= Instructions to follow =
Output all entries verbatim. Skip pictures.

(Records from a data collection)

--- --- ---

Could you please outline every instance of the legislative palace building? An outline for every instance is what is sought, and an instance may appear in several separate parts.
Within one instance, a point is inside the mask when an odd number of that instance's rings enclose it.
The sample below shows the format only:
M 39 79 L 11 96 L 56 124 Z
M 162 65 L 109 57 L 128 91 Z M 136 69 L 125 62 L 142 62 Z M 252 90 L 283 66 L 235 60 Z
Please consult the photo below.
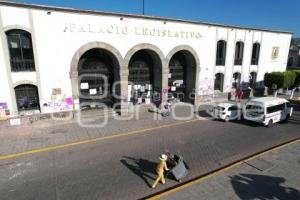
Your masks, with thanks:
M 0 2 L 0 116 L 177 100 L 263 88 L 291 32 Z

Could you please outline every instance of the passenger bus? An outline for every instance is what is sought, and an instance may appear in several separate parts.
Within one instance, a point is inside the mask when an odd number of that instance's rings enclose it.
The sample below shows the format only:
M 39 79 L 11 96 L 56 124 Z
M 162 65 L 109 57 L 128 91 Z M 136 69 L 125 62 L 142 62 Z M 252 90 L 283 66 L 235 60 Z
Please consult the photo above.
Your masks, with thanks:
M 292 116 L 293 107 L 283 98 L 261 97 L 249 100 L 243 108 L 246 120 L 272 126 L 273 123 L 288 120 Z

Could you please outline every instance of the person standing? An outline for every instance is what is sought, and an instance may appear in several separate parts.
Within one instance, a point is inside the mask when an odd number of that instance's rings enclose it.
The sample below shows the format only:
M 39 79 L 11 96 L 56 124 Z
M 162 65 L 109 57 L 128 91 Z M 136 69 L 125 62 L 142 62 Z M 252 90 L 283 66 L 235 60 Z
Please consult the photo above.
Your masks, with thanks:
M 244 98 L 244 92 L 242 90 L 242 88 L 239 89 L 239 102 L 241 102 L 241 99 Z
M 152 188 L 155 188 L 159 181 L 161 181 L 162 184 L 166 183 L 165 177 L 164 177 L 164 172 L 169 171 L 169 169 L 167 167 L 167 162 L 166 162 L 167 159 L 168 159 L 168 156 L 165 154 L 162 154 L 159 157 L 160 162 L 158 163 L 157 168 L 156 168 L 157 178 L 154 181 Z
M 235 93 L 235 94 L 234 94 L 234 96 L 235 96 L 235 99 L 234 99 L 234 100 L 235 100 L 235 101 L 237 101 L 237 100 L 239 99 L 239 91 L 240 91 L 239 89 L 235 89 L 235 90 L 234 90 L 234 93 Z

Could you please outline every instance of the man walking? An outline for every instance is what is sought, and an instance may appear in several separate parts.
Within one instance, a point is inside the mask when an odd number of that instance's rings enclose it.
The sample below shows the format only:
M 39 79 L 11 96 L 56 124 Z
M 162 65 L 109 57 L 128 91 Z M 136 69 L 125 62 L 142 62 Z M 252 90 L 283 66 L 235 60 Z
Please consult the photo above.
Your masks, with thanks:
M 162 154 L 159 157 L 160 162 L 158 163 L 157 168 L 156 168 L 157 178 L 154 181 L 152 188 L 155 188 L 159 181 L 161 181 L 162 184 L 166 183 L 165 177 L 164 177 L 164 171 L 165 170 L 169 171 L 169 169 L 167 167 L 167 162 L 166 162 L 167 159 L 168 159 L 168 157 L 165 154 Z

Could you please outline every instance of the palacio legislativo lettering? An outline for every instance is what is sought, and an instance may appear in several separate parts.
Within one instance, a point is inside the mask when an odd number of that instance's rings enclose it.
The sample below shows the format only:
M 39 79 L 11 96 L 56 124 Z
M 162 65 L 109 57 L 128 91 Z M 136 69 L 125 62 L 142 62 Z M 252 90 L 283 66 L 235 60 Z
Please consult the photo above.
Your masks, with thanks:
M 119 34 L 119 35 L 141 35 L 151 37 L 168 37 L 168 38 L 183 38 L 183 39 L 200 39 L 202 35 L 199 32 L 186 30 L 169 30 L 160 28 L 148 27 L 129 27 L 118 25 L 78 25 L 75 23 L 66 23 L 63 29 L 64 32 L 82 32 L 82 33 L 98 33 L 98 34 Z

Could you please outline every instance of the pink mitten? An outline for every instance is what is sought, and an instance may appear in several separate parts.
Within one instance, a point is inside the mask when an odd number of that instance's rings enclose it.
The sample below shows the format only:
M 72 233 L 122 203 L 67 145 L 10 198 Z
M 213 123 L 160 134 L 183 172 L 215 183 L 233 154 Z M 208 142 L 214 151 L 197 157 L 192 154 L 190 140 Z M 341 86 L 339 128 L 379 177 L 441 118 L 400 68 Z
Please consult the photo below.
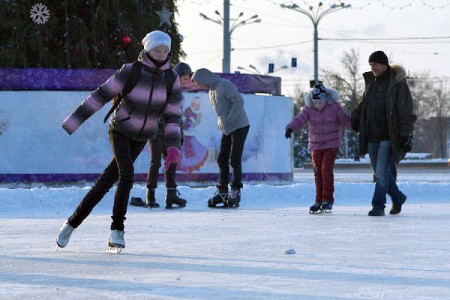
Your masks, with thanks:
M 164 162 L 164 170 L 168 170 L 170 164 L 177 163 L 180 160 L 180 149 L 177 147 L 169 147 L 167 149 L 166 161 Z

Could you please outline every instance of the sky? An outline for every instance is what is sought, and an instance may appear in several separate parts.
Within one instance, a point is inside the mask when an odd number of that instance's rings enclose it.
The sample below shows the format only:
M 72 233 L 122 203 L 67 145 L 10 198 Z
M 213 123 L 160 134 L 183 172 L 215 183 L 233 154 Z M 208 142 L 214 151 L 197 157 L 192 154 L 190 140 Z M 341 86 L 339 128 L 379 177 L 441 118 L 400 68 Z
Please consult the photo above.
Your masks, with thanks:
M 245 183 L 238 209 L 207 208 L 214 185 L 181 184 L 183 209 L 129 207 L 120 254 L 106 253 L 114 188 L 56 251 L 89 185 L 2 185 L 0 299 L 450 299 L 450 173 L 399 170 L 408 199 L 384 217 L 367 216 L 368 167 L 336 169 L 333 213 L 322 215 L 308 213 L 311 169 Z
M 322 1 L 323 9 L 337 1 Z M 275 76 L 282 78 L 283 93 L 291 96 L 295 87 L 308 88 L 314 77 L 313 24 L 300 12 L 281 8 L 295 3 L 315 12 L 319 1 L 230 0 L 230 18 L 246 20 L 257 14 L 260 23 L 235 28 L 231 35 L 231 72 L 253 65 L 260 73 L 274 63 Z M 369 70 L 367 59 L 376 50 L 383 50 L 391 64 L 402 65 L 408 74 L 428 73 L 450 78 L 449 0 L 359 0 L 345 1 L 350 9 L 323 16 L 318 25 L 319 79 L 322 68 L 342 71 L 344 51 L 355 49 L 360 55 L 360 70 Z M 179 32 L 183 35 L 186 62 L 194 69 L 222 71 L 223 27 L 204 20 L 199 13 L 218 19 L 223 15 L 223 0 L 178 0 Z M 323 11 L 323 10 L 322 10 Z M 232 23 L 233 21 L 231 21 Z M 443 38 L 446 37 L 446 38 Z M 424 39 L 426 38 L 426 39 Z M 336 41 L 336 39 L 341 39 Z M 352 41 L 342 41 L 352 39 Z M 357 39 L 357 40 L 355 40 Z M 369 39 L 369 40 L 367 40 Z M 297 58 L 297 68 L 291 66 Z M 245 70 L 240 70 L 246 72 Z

--- --- ---

= Task answer =
Could you please outline every instance of the legislative palace building? An outline for every instance is what is sought, and an instance may appear in several separate parts.
Within one instance, a point is inside the mask when an odd number of that instance's rings enclose it.
The sample below shows the format only:
M 39 79 L 11 96 L 56 124 Z
M 162 65 L 109 57 L 128 91 Z M 136 69 L 125 62 L 142 62 Z M 252 90 L 283 66 L 235 60 Z
Please consult the photo below.
Your masks, with thanks:
M 0 2 L 0 116 L 177 100 L 263 88 L 291 32 Z

Could you please outline every instance of the passenger bus? An outline for every instance is what is sought, and an instance may appear in several separate parts.
Within one instance, a point is inside the mask when an odd number of that instance's rings enclose it.
The sample below shows the format only:
M 39 79 L 11 96 L 56 124 Z
M 162 65 L 109 57 L 128 91 Z M 136 69 L 125 62 L 142 62 Z M 252 90 L 283 66 L 235 60 Z
Please consult the photo above.
Your masks, with thanks:
M 292 116 L 293 107 L 283 98 L 261 97 L 249 100 L 243 108 L 246 120 L 272 126 L 273 123 L 288 120 Z

Could you please outline every instance of the person standing? An outline for every instance is what is sought, and an instance may appear in several separate parts.
Within one instance, a point is inside the mask when an odd number of that instance's rings enclose it.
The sample below shows the format only:
M 39 79 L 11 96 L 56 124 Z
M 162 65 L 109 57 L 128 91 Z M 136 69 L 125 62 L 142 62 Z M 252 90 L 283 66 L 235 60 Z
Please consult the photo above.
Your masks, with thanks:
M 244 98 L 244 92 L 242 90 L 242 88 L 239 89 L 239 102 L 241 102 L 241 99 Z
M 152 188 L 155 188 L 159 181 L 161 181 L 162 184 L 166 183 L 165 177 L 164 177 L 164 172 L 169 171 L 169 169 L 167 167 L 167 162 L 166 162 L 167 159 L 168 159 L 168 156 L 165 154 L 162 154 L 159 157 L 160 162 L 158 163 L 157 168 L 156 168 L 157 178 L 154 181 Z
M 235 93 L 235 94 L 234 94 L 234 96 L 235 96 L 235 99 L 234 99 L 234 100 L 235 100 L 235 101 L 237 101 L 237 100 L 239 99 L 239 91 L 240 91 L 239 89 L 235 89 L 235 90 L 234 90 L 234 93 Z

Could you please outline every instance of the man walking? An outline for every instance is what is sought, and an instance may appear in several separate parts.
Within one instance, a point is inside the mask when an odd number of that instance's rings enclose it.
The sample below shows the format only:
M 39 79 L 11 96 L 56 124 Z
M 162 65 L 109 57 L 128 91 Z M 136 69 L 125 62 L 142 62 Z M 252 90 L 283 66 L 235 60 Z
Please consult the photo above.
Your masks, with thanks:
M 162 154 L 159 157 L 160 162 L 158 163 L 157 168 L 156 168 L 157 178 L 154 181 L 152 188 L 155 188 L 159 181 L 161 181 L 162 184 L 166 183 L 165 177 L 164 177 L 164 171 L 165 170 L 169 171 L 169 169 L 167 167 L 167 162 L 166 162 L 167 159 L 168 159 L 168 157 L 165 154 Z

Could you please outline every instance of the palacio legislativo lettering? An outline for every instance is what is sought, and an instance may appear in several separate parts.
Within one instance, a point is inside the mask when an odd number of that instance's rings enclose it.
The sample below shows the format only:
M 39 79 L 11 96 L 56 124 Z
M 162 65 L 109 57 L 128 91 Z M 136 69 L 125 62 L 142 62 Z M 252 90 L 283 66 L 235 60 Z
Please consult the photo above.
Your masks, with thanks:
M 119 34 L 119 35 L 141 35 L 151 37 L 168 37 L 168 38 L 183 38 L 183 39 L 200 39 L 202 35 L 199 32 L 186 30 L 169 30 L 160 28 L 148 27 L 129 27 L 118 25 L 78 25 L 75 23 L 66 23 L 63 29 L 64 32 L 82 32 L 82 33 L 98 33 L 98 34 Z

Could you please outline every instance of the pink mitten? An outline for every instance is what is sought, and an instance may appear in several separate parts.
Within one instance, a point is inside the mask when an odd number of that instance's rings enclose it.
The sample below shows the format only:
M 72 233 L 122 203 L 67 145 L 10 198 Z
M 213 123 L 160 134 L 183 172 L 215 183 L 233 154 Z M 208 142 L 214 151 L 197 157 L 192 154 L 190 140 Z M 341 86 L 339 128 L 379 177 L 441 118 L 400 68 Z
Please consult the photo below.
Your masks, with thanks:
M 164 162 L 164 170 L 168 170 L 170 164 L 177 163 L 180 160 L 180 149 L 177 147 L 169 147 L 167 149 L 166 161 Z

Could you please outline every instance of the sky? An outline for every instance is what is sought, and an instance may appear in several separate parts.
Within one instance, a point is inside the mask when an odd number of that instance's rings enclose it.
The sample below shows the format only:
M 72 233 L 122 203 L 67 145 L 10 198 Z
M 213 123 L 160 134 L 183 172 L 215 183 L 233 154 Z M 208 142 L 214 151 L 197 157 L 192 154 L 190 140 Z M 341 86 L 339 128 L 379 177 L 441 118 L 400 68 Z
Please consult the photo above.
Your masks, with thanks:
M 245 183 L 238 209 L 207 208 L 214 185 L 181 184 L 183 209 L 129 207 L 120 254 L 106 253 L 114 188 L 56 251 L 89 185 L 2 185 L 0 299 L 450 299 L 450 173 L 399 170 L 408 199 L 384 217 L 367 216 L 368 167 L 336 169 L 333 213 L 322 215 L 308 213 L 311 169 Z
M 322 1 L 323 9 L 337 1 Z M 275 76 L 282 78 L 283 93 L 291 96 L 295 87 L 308 88 L 314 77 L 313 24 L 300 12 L 281 8 L 295 3 L 315 12 L 319 1 L 230 0 L 230 18 L 246 20 L 257 14 L 260 23 L 235 28 L 231 35 L 231 72 L 253 65 L 260 73 L 274 63 Z M 369 70 L 367 59 L 376 50 L 383 50 L 391 64 L 402 65 L 408 74 L 428 73 L 450 78 L 449 0 L 359 0 L 345 1 L 350 9 L 323 16 L 318 25 L 319 79 L 322 68 L 342 71 L 344 51 L 355 49 L 360 55 L 360 70 Z M 179 32 L 183 35 L 186 62 L 194 69 L 222 71 L 223 27 L 204 20 L 199 13 L 218 19 L 223 15 L 223 0 L 178 0 Z M 323 11 L 323 10 L 322 10 Z M 232 23 L 233 21 L 231 21 Z M 443 38 L 446 37 L 446 38 Z M 424 39 L 426 38 L 426 39 Z M 336 41 L 336 39 L 341 39 Z M 352 41 L 342 41 L 352 39 Z M 357 39 L 357 40 L 355 40 Z M 369 39 L 369 40 L 367 40 Z M 297 58 L 297 68 L 291 66 Z M 245 70 L 240 70 L 246 72 Z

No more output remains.